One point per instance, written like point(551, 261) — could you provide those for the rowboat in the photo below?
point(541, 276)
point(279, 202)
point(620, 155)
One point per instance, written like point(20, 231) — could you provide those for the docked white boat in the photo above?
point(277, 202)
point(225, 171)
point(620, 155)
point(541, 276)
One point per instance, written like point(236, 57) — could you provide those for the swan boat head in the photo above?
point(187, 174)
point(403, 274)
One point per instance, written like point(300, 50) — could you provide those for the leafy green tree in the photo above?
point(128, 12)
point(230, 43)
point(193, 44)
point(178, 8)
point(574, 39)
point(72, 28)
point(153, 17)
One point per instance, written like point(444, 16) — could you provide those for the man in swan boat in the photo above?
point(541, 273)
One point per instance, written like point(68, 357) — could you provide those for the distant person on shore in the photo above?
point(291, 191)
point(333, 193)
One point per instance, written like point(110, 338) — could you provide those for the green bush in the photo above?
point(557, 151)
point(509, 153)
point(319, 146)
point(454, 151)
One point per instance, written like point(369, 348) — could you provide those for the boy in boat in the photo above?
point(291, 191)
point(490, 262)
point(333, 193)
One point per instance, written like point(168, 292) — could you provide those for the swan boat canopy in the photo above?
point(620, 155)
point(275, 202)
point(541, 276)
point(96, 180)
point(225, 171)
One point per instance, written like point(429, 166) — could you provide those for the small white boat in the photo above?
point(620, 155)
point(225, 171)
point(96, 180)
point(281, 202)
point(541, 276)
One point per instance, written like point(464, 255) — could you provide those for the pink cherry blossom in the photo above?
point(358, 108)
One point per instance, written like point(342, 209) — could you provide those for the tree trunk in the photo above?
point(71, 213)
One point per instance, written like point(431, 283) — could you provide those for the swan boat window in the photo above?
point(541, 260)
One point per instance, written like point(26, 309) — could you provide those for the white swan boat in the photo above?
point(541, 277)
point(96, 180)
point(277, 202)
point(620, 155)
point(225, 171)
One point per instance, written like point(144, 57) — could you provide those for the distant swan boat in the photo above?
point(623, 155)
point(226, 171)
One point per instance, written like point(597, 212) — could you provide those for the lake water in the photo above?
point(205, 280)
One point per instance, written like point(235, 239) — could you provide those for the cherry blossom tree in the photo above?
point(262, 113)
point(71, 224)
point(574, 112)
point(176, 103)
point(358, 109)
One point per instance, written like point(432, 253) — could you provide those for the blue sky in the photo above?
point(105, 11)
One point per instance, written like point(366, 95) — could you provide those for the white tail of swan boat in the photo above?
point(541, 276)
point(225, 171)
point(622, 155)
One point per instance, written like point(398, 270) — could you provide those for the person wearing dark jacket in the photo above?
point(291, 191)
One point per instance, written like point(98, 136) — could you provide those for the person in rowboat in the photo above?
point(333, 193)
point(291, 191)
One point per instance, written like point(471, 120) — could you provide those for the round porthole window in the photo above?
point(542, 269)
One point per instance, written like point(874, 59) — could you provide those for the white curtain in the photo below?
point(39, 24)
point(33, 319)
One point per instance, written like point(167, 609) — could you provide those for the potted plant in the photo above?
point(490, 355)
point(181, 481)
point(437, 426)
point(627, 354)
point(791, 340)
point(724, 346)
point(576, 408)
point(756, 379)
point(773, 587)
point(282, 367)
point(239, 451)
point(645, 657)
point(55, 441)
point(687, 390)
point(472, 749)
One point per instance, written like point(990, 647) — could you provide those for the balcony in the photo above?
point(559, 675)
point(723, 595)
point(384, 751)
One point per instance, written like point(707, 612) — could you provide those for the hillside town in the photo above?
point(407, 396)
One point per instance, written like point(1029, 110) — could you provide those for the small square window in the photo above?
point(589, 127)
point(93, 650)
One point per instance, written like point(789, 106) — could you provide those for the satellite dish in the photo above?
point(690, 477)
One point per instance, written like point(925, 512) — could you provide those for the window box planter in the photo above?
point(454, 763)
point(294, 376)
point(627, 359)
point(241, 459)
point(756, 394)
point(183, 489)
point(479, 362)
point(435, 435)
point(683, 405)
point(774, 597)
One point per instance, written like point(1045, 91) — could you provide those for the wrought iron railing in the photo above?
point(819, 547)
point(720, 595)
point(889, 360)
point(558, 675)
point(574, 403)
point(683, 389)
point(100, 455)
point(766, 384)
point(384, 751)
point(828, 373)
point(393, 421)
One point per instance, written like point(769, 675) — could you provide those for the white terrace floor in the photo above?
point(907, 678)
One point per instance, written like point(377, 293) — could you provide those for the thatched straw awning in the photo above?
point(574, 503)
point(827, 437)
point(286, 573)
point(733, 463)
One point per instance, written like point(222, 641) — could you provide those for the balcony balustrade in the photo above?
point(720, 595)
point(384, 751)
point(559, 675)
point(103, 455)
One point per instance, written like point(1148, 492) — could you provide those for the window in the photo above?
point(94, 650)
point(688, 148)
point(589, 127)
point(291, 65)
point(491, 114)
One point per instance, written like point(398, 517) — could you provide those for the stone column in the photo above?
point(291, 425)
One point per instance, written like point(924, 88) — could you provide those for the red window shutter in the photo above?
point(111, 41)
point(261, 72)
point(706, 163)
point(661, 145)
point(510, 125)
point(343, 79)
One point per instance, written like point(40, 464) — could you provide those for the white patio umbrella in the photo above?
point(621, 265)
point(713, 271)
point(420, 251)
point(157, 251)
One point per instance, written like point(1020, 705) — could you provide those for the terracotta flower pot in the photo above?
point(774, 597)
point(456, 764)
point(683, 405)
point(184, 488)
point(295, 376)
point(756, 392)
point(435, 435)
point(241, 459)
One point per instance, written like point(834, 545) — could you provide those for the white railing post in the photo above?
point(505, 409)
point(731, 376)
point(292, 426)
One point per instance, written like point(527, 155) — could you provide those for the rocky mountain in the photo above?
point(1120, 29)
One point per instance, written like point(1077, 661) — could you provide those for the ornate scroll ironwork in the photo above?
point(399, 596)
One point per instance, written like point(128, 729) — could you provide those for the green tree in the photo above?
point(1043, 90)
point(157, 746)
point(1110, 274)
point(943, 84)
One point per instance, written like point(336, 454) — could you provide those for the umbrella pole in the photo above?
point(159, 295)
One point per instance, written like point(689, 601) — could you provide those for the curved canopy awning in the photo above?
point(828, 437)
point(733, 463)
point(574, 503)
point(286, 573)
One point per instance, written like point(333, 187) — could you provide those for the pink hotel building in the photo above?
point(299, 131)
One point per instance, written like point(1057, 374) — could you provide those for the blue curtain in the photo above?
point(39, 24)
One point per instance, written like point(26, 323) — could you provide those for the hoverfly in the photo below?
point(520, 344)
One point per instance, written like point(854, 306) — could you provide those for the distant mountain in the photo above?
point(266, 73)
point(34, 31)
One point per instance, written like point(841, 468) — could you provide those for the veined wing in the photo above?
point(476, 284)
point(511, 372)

........

- _Aim of the exercise_:
Convert all the lines above into a Markdown table with two columns, Row and Line, numbering each row and leaving out any blank lines.

- _Solution to this exercise_:
| Row | Line |
|---|---|
| 1 | One point per instance, written like point(551, 261) — could you provide those for the rowboat in the photo below? |
| 2 | point(541, 276) |
| 3 | point(279, 202) |
| 4 | point(620, 155) |
| 5 | One point per instance, written like point(20, 231) — could you provide those for the docked white boat in the photo above? |
| 6 | point(277, 202) |
| 7 | point(225, 171) |
| 8 | point(620, 155) |
| 9 | point(541, 276) |
| 10 | One point per instance, written like point(236, 57) — could you provide those for the swan boat head in the photo above? |
| 11 | point(187, 174) |
| 12 | point(403, 274) |
| 13 | One point per instance, written like point(300, 50) — could you provide those for the leafy green tree in the photo above? |
| 14 | point(128, 12) |
| 15 | point(230, 43) |
| 16 | point(193, 44) |
| 17 | point(178, 8) |
| 18 | point(574, 39) |
| 19 | point(72, 28) |
| 20 | point(153, 17) |
| 21 | One point per instance, written like point(444, 16) — could you provide those for the man in swan boat in the photo above? |
| 22 | point(541, 273) |
| 23 | One point per instance, written like point(68, 357) — could you provide those for the distant person on shore in the photo above? |
| 24 | point(291, 191) |
| 25 | point(333, 193) |
| 26 | One point per instance, written like point(110, 338) — could you provide those for the green bush in the photo above? |
| 27 | point(557, 151) |
| 28 | point(509, 153) |
| 29 | point(319, 146) |
| 30 | point(454, 151) |
| 31 | One point per instance, written like point(369, 348) — could you provide those for the boy in boat in the photo above? |
| 32 | point(291, 191) |
| 33 | point(490, 262) |
| 34 | point(333, 193) |
| 35 | One point per instance, written like point(168, 292) — could you provide those for the swan boat canopy in the photo above? |
| 36 | point(620, 155) |
| 37 | point(275, 202) |
| 38 | point(541, 276) |
| 39 | point(96, 180) |
| 40 | point(225, 171) |
| 41 | One point per instance, written like point(429, 166) — could you provide those for the small white boat in the photo above? |
| 42 | point(620, 155) |
| 43 | point(225, 171) |
| 44 | point(96, 180) |
| 45 | point(281, 202) |
| 46 | point(541, 276) |
| 47 | One point per instance, written like point(464, 255) — could you provide those for the pink cherry blossom in the photo above? |
| 48 | point(358, 108) |
| 49 | One point per instance, written like point(342, 209) — could you provide those for the tree trunk in the photo above? |
| 50 | point(71, 213) |
| 51 | One point per instance, written like point(431, 283) — could you provide those for the swan boat window in the photo above? |
| 52 | point(541, 260) |
| 53 | One point per instance, written like point(26, 309) — could you provide those for the white swan boat in the photo above? |
| 54 | point(541, 277) |
| 55 | point(96, 180) |
| 56 | point(277, 202) |
| 57 | point(620, 155) |
| 58 | point(225, 171) |
| 59 | One point per instance, written like point(144, 57) — could you provide those for the distant swan boat in the photo above? |
| 60 | point(623, 155) |
| 61 | point(226, 171) |
| 62 | One point per instance, written like point(597, 212) — could you provide those for the lake water in the photo above? |
| 63 | point(205, 280) |
| 64 | One point per instance, written like point(235, 239) — could you provide those for the cherry blossom tree in the photo above? |
| 65 | point(262, 113) |
| 66 | point(71, 224) |
| 67 | point(574, 112) |
| 68 | point(176, 103) |
| 69 | point(358, 109) |
| 70 | One point per instance, written like point(432, 253) — could you provide those for the blue sky in the photo above? |
| 71 | point(105, 11) |
| 72 | One point per instance, written like point(366, 95) — could you provide those for the white tail of swan boat in the photo above? |
| 73 | point(541, 276) |
| 74 | point(225, 171) |
| 75 | point(622, 155) |
| 76 | One point per instance, written like point(398, 270) — could you provide those for the person wearing dark jacket in the photo above? |
| 77 | point(291, 191) |
| 78 | One point per instance, written like point(98, 136) — could you provide those for the person in rowboat in the photo above? |
| 79 | point(333, 193) |
| 80 | point(291, 191) |
| 81 | One point per instance, written like point(471, 120) — could you provide those for the round porthole window in the photo above? |
| 82 | point(542, 269) |
| 83 | One point per instance, written like point(874, 59) — could you provide those for the white curtain in the photo below? |
| 84 | point(39, 24) |
| 85 | point(33, 319) |
| 86 | One point per instance, written like point(167, 609) — could you provide those for the potted plant in the photo above? |
| 87 | point(490, 355) |
| 88 | point(181, 481) |
| 89 | point(437, 426) |
| 90 | point(627, 354) |
| 91 | point(791, 340) |
| 92 | point(724, 346) |
| 93 | point(576, 408) |
| 94 | point(756, 379) |
| 95 | point(773, 587) |
| 96 | point(282, 367) |
| 97 | point(239, 451) |
| 98 | point(645, 657) |
| 99 | point(55, 441) |
| 100 | point(687, 390) |
| 101 | point(472, 749) |
| 102 | One point per instance, written like point(990, 647) — could you provide those for the balcony in the photo above? |
| 103 | point(559, 675) |
| 104 | point(723, 595) |
| 105 | point(384, 751) |
| 106 | One point per instance, written like point(707, 612) — could you provide those for the hillside town in the photo above? |
| 107 | point(407, 396) |
| 108 | One point per instance, written like point(1029, 110) — could you provide those for the small square window in the photo above? |
| 109 | point(589, 127) |
| 110 | point(93, 650) |
| 111 | One point per instance, written like point(789, 106) — could you provide those for the satellite dish in the photo above? |
| 112 | point(690, 477) |
| 113 | One point per instance, written like point(925, 512) — could you provide those for the window box planter in the photo above? |
| 114 | point(454, 763) |
| 115 | point(294, 376) |
| 116 | point(627, 359) |
| 117 | point(241, 459) |
| 118 | point(756, 394) |
| 119 | point(183, 489) |
| 120 | point(479, 362) |
| 121 | point(435, 435) |
| 122 | point(683, 405) |
| 123 | point(774, 597) |
| 124 | One point per instance, written like point(1045, 91) — could you provide those for the wrought iron railing in the photo above? |
| 125 | point(819, 547) |
| 126 | point(720, 595) |
| 127 | point(889, 360) |
| 128 | point(558, 675) |
| 129 | point(574, 403) |
| 130 | point(683, 389) |
| 131 | point(100, 455) |
| 132 | point(766, 384) |
| 133 | point(384, 751) |
| 134 | point(828, 373) |
| 135 | point(393, 421) |
| 136 | One point per instance, written like point(769, 675) — could you provide those for the white terrace floor in the photo above? |
| 137 | point(907, 678) |
| 138 | One point per instance, written like point(377, 293) — could you provide those for the thatched straw awning in the photo above? |
| 139 | point(574, 503) |
| 140 | point(827, 437) |
| 141 | point(286, 573) |
| 142 | point(733, 463) |
| 143 | One point per instance, written like point(222, 641) — could you provide those for the balcony balustrade in the photo above? |
| 144 | point(720, 595) |
| 145 | point(384, 751) |
| 146 | point(559, 675) |
| 147 | point(103, 455) |
| 148 | One point per instance, written like point(1148, 492) — could you provide those for the window in the photo above? |
| 149 | point(94, 650) |
| 150 | point(688, 148) |
| 151 | point(589, 127) |
| 152 | point(291, 65) |
| 153 | point(491, 114) |
| 154 | One point per instance, written like point(398, 517) — could you provide those for the stone column in the photo above? |
| 155 | point(291, 425) |
| 156 | One point per instance, written like point(924, 88) — could you provide those for the red window shutter in the photo above? |
| 157 | point(111, 41) |
| 158 | point(261, 72) |
| 159 | point(706, 163) |
| 160 | point(661, 145) |
| 161 | point(510, 125) |
| 162 | point(343, 79) |
| 163 | One point per instance, written like point(40, 464) — could you provide those for the white patio umbrella in the photo above? |
| 164 | point(621, 265) |
| 165 | point(713, 271) |
| 166 | point(420, 251) |
| 167 | point(157, 251) |
| 168 | One point per instance, written like point(1020, 705) — could you provide those for the terracotta flower pot in the photo above? |
| 169 | point(774, 597) |
| 170 | point(456, 764) |
| 171 | point(683, 405) |
| 172 | point(184, 488) |
| 173 | point(295, 376) |
| 174 | point(756, 392) |
| 175 | point(435, 435) |
| 176 | point(241, 459) |
| 177 | One point per instance, written like point(834, 545) — could you provide those for the white railing post in the photo above? |
| 178 | point(505, 409) |
| 179 | point(731, 376) |
| 180 | point(292, 426) |
| 181 | One point per instance, written like point(527, 155) — could you provide those for the rocky mountain in the photo above? |
| 182 | point(1120, 29) |
| 183 | One point per instance, written like point(1077, 661) — could you provide those for the ornate scroll ironwork in the photo above? |
| 184 | point(399, 596) |
| 185 | One point per instance, written like point(128, 729) — could you provide those for the green tree in the photo above? |
| 186 | point(1043, 90) |
| 187 | point(157, 746) |
| 188 | point(1110, 274) |
| 189 | point(943, 84) |
| 190 | One point per instance, written like point(336, 454) — could you provide those for the umbrella pole in the photo above? |
| 191 | point(159, 295) |
| 192 | One point per instance, written like point(689, 601) — could you provide those for the curved canopy awning in the photo above? |
| 193 | point(828, 437) |
| 194 | point(733, 463) |
| 195 | point(574, 503) |
| 196 | point(286, 573) |
| 197 | One point per instance, written like point(333, 187) — could you provide those for the pink hotel building in the photo above? |
| 198 | point(299, 131) |
| 199 | One point per instance, written like point(1057, 374) — could you provide those for the blue curtain in the photo above? |
| 200 | point(39, 24) |
| 201 | One point per instance, written like point(26, 323) — could you provide those for the hoverfly in the photo below? |
| 202 | point(520, 344) |
| 203 | One point per instance, written like point(854, 306) — could you provide those for the distant mountain in the photo above? |
| 204 | point(266, 73) |
| 205 | point(34, 31) |
| 206 | One point per instance, written like point(841, 468) — could you provide those for the veined wing in the photo above? |
| 207 | point(476, 284) |
| 208 | point(511, 372) |